[Your objective]:
In the material below, can you replace every occurrence of "Response body" with "Reply payload" and write the lines out again with nothing else changed?
============
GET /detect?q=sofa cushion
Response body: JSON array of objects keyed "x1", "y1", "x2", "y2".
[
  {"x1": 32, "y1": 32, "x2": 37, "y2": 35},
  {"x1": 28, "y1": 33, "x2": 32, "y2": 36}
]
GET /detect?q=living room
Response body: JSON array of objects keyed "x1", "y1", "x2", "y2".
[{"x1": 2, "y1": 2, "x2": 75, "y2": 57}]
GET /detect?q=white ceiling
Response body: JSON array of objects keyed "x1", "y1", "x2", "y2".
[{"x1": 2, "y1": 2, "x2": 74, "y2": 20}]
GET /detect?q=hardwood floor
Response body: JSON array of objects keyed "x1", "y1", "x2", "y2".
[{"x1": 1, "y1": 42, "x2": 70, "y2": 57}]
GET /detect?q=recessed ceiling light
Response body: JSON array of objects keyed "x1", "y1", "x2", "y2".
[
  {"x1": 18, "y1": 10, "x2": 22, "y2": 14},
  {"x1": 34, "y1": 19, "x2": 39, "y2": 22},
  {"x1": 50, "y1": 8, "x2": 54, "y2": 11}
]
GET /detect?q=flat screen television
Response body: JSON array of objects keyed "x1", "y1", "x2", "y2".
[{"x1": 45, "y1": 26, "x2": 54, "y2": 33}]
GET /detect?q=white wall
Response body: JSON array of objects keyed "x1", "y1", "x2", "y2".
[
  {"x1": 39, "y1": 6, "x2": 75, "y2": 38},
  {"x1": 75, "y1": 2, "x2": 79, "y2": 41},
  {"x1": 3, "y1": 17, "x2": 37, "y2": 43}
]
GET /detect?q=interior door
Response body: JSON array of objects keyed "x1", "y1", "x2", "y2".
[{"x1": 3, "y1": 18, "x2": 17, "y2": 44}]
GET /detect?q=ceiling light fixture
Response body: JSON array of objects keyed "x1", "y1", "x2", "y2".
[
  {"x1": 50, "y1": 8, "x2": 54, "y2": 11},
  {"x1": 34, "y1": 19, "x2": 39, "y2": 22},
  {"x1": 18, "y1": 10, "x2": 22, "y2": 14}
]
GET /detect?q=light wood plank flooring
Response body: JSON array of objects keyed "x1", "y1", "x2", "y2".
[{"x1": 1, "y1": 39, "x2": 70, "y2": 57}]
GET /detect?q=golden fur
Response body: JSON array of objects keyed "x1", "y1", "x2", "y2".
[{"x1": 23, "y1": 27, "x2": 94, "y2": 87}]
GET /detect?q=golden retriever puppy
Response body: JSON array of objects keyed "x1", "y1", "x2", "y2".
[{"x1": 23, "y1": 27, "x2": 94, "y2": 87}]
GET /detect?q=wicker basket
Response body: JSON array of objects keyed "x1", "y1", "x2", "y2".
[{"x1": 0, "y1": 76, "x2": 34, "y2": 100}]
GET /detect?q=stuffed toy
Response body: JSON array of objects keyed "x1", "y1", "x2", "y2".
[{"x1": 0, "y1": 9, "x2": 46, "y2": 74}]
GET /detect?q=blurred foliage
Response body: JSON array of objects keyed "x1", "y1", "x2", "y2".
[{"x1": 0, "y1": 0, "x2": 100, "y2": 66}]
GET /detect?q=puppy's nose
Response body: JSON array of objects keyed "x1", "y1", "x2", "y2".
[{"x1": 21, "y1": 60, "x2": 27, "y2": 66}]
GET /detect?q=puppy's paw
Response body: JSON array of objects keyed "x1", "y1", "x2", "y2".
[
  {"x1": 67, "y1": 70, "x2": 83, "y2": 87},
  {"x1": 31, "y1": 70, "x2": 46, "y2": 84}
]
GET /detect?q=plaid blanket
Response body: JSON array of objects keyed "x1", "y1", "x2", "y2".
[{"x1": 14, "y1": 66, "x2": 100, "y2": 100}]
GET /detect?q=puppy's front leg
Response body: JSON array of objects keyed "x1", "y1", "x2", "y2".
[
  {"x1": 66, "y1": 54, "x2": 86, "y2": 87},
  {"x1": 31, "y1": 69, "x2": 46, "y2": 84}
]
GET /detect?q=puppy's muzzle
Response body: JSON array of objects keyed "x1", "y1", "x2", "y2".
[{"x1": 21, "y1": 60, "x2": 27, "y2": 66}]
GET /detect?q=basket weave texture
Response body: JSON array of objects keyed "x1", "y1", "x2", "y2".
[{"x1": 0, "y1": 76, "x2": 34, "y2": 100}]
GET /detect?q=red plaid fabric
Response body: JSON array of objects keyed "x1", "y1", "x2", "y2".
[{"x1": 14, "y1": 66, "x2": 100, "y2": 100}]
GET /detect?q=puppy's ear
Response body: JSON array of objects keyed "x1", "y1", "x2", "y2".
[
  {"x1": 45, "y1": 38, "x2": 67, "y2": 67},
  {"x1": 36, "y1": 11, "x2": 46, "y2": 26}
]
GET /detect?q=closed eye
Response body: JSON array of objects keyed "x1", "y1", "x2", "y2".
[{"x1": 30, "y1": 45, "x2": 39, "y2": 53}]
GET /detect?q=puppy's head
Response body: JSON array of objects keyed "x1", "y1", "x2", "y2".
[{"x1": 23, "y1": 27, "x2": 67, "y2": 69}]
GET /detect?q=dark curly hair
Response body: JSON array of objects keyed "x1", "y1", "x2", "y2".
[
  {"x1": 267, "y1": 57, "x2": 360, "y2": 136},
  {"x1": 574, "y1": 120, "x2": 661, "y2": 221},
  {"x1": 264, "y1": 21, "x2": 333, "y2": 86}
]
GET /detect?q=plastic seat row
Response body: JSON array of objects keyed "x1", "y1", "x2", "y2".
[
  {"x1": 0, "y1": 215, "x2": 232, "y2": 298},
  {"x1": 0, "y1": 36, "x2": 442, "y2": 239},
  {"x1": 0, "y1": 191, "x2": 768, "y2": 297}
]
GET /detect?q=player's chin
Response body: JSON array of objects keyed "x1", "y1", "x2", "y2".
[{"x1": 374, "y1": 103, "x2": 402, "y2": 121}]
============
[Completed task]:
GET /detect?q=sofa cushion
Reply payload: JSON array of objects keyed "x1", "y1", "x2", "y2".
[
  {"x1": 32, "y1": 32, "x2": 37, "y2": 35},
  {"x1": 28, "y1": 33, "x2": 32, "y2": 36}
]
GET /detect?q=living room
Reply payload: JSON array of objects keyed "x1", "y1", "x2", "y2".
[{"x1": 2, "y1": 2, "x2": 75, "y2": 57}]
GET /detect?q=white ceiling
Reply payload: JSON array of objects keyed "x1", "y1", "x2", "y2".
[{"x1": 2, "y1": 2, "x2": 74, "y2": 20}]
GET /detect?q=hardwood floor
Reply payload: JSON array of objects keyed "x1", "y1", "x2", "y2".
[{"x1": 1, "y1": 42, "x2": 70, "y2": 57}]
GET /detect?q=recessed ceiling light
Reply payload: JSON array of objects keyed "x1", "y1", "x2", "y2".
[
  {"x1": 18, "y1": 10, "x2": 22, "y2": 14},
  {"x1": 34, "y1": 19, "x2": 39, "y2": 22},
  {"x1": 50, "y1": 8, "x2": 54, "y2": 11}
]
GET /detect?q=flat screen television
Reply payload: JSON array of objects keyed "x1", "y1", "x2", "y2".
[{"x1": 45, "y1": 26, "x2": 54, "y2": 33}]
GET /detect?q=white wall
Reply payload: JSON array of objects keyed "x1", "y1", "x2", "y2".
[
  {"x1": 39, "y1": 6, "x2": 75, "y2": 38},
  {"x1": 75, "y1": 2, "x2": 79, "y2": 41},
  {"x1": 3, "y1": 17, "x2": 37, "y2": 43}
]
GET /detect?q=interior door
Reply payload: JSON array of objects keyed "x1", "y1", "x2", "y2".
[{"x1": 3, "y1": 18, "x2": 17, "y2": 44}]
GET /detect?q=ceiling light fixture
Reply payload: JSON array of objects keyed "x1", "y1", "x2", "y2".
[
  {"x1": 50, "y1": 8, "x2": 54, "y2": 11},
  {"x1": 34, "y1": 19, "x2": 39, "y2": 22},
  {"x1": 18, "y1": 10, "x2": 22, "y2": 14}
]
GET /detect?q=light wood plank flooring
Reply payload: JSON array of objects keyed "x1", "y1", "x2", "y2".
[{"x1": 1, "y1": 39, "x2": 70, "y2": 57}]
GET /detect?q=golden fur
Reply payload: JSON array of objects keyed "x1", "y1", "x2", "y2".
[{"x1": 23, "y1": 27, "x2": 94, "y2": 87}]
GET /detect?q=golden retriever puppy
Reply payload: JSON array of objects keyed "x1", "y1", "x2", "y2".
[{"x1": 23, "y1": 27, "x2": 94, "y2": 87}]
GET /detect?q=wicker basket
Reply payload: JSON array of objects keyed "x1", "y1", "x2", "y2".
[{"x1": 0, "y1": 76, "x2": 34, "y2": 100}]
GET /detect?q=stuffed toy
Reply payload: JSON array of objects keyed "x1", "y1", "x2", "y2".
[{"x1": 0, "y1": 9, "x2": 46, "y2": 74}]
GET /detect?q=blurred foliage
Reply payload: JSON array of objects keyed "x1", "y1", "x2", "y2".
[{"x1": 0, "y1": 0, "x2": 100, "y2": 66}]
GET /detect?q=puppy's nose
Reply payload: JSON array of objects keyed "x1", "y1", "x2", "y2".
[{"x1": 21, "y1": 60, "x2": 27, "y2": 66}]
GET /detect?q=puppy's paw
Reply payload: JSON array of objects keyed "x1", "y1", "x2", "y2".
[
  {"x1": 67, "y1": 70, "x2": 83, "y2": 87},
  {"x1": 31, "y1": 70, "x2": 46, "y2": 84}
]
GET /detect?q=plaid blanket
Reply payload: JSON array of objects keyed "x1", "y1", "x2", "y2".
[{"x1": 14, "y1": 66, "x2": 100, "y2": 100}]
GET /detect?q=puppy's front leg
Reply payload: JSON array of objects keyed "x1", "y1", "x2", "y2".
[
  {"x1": 66, "y1": 54, "x2": 86, "y2": 87},
  {"x1": 31, "y1": 69, "x2": 46, "y2": 84}
]
GET /detect?q=puppy's muzzle
Reply payload: JSON array of objects keyed "x1", "y1", "x2", "y2".
[{"x1": 21, "y1": 60, "x2": 27, "y2": 66}]
GET /detect?q=basket weave texture
Reply payload: JSON array of objects keyed "x1", "y1", "x2", "y2".
[{"x1": 0, "y1": 76, "x2": 34, "y2": 100}]
GET /detect?q=red plaid fabric
Reply payload: JSON array of objects keyed "x1", "y1", "x2", "y2".
[{"x1": 14, "y1": 66, "x2": 100, "y2": 100}]
GET /detect?q=puppy's ear
Reply payload: JSON array of objects keyed "x1", "y1", "x2", "y2".
[
  {"x1": 45, "y1": 38, "x2": 67, "y2": 67},
  {"x1": 36, "y1": 11, "x2": 46, "y2": 26}
]
GET /detect?q=closed eye
Reply payload: JSON array of objects keyed "x1", "y1", "x2", "y2".
[{"x1": 30, "y1": 45, "x2": 39, "y2": 53}]
GET /detect?q=puppy's head
Reply payload: JSON array of objects keyed "x1", "y1", "x2", "y2".
[{"x1": 23, "y1": 27, "x2": 67, "y2": 69}]
GET /detect?q=dark curly hair
Reply payload: JSON array of objects keyed "x1", "y1", "x2", "y2".
[
  {"x1": 267, "y1": 57, "x2": 360, "y2": 136},
  {"x1": 574, "y1": 120, "x2": 661, "y2": 221},
  {"x1": 264, "y1": 21, "x2": 333, "y2": 86}
]
GET /detect?q=plastic seat row
Reply payload: JSON array of objects keyed "x1", "y1", "x2", "y2".
[
  {"x1": 0, "y1": 215, "x2": 232, "y2": 298},
  {"x1": 0, "y1": 36, "x2": 442, "y2": 239},
  {"x1": 0, "y1": 191, "x2": 768, "y2": 297}
]
GET /detect?q=player's chin
Reply payload: JSON array of objects keyed "x1", "y1", "x2", "y2".
[{"x1": 374, "y1": 103, "x2": 402, "y2": 121}]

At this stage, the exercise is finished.